--- Description of the task ---
Write the data below out exactly as it stands. Do not include the pictures.

--- The data ---
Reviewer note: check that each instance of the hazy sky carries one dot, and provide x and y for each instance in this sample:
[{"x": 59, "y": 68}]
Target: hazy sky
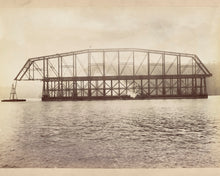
[{"x": 29, "y": 31}]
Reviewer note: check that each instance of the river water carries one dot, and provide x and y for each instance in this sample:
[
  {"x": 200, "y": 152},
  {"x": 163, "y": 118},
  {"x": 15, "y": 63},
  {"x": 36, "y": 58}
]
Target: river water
[{"x": 111, "y": 134}]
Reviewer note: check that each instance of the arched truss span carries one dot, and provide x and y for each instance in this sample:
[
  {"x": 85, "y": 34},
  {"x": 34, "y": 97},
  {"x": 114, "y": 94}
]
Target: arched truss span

--- Answer for this exercise ---
Reviewer note: check that each instance of the hazy sky carries one dot, and provide x and y for each instance in this sample:
[{"x": 59, "y": 68}]
Target: hazy sky
[{"x": 29, "y": 31}]
Reviewer note: check that each instance of the river water carries one dot, and provide x and y for each instance in this sample:
[
  {"x": 200, "y": 152},
  {"x": 163, "y": 118},
  {"x": 15, "y": 63},
  {"x": 36, "y": 58}
]
Target: river water
[{"x": 111, "y": 134}]
Reviewer note: check that each instance of the arched truss span carries one dot, and provide x and y for each instance in this sample:
[
  {"x": 85, "y": 34},
  {"x": 34, "y": 97},
  {"x": 114, "y": 94}
]
Target: arched truss span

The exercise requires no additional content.